#### [The task]
Rewrite each line of the listing below, replacing "matching instance" with "matching object" and keeping everything else the same. Omit the pictures from your answer.

#### [Data shown]

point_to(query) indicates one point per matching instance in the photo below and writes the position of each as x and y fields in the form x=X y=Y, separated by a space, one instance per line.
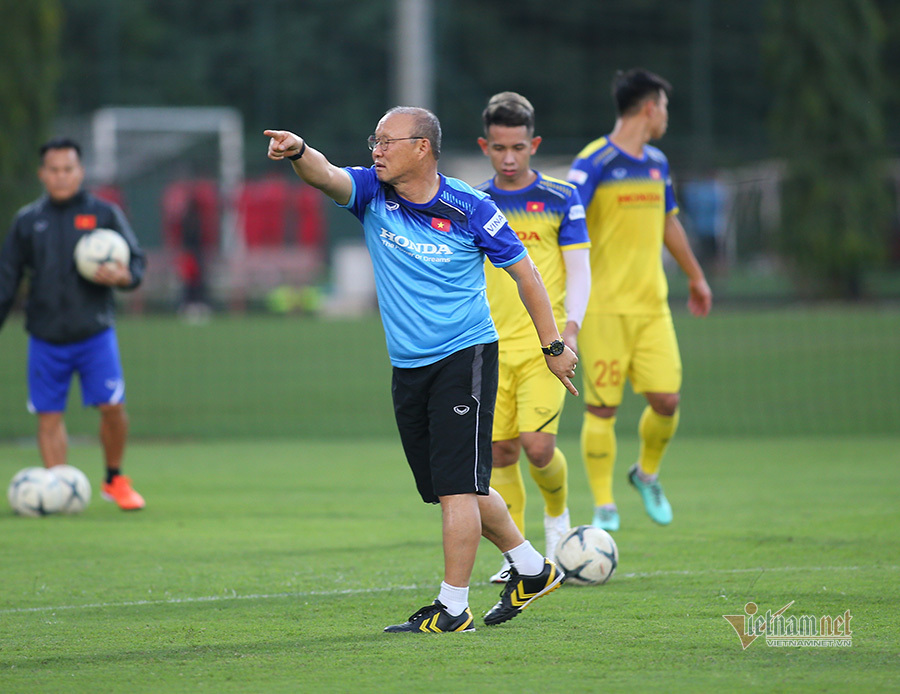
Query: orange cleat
x=121 y=491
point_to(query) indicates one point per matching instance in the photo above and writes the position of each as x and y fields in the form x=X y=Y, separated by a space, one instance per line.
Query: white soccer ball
x=76 y=488
x=587 y=555
x=35 y=491
x=98 y=247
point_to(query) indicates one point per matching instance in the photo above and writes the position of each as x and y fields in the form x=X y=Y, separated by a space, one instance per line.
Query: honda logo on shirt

#### [Exercise solution]
point_to(query) indicates one point per matching object in the photo below and writes the position of each as x and y fields in the form x=X y=Y, separated by a space, one instance per line.
Query: orange cleat
x=121 y=491
point_to(query) indicates one point per matching object in the photo above and writes the position of each as x and y fields in the form x=X y=Y, separated by a space, one instance per line.
Query: white soccer ball
x=76 y=488
x=587 y=555
x=35 y=491
x=98 y=247
point_to(query) indicates one point per matching object in the photo above and writes the position of each as x and y fields in the form x=X y=Y, separated by a space, one instance per line.
Query: honda logo on shirt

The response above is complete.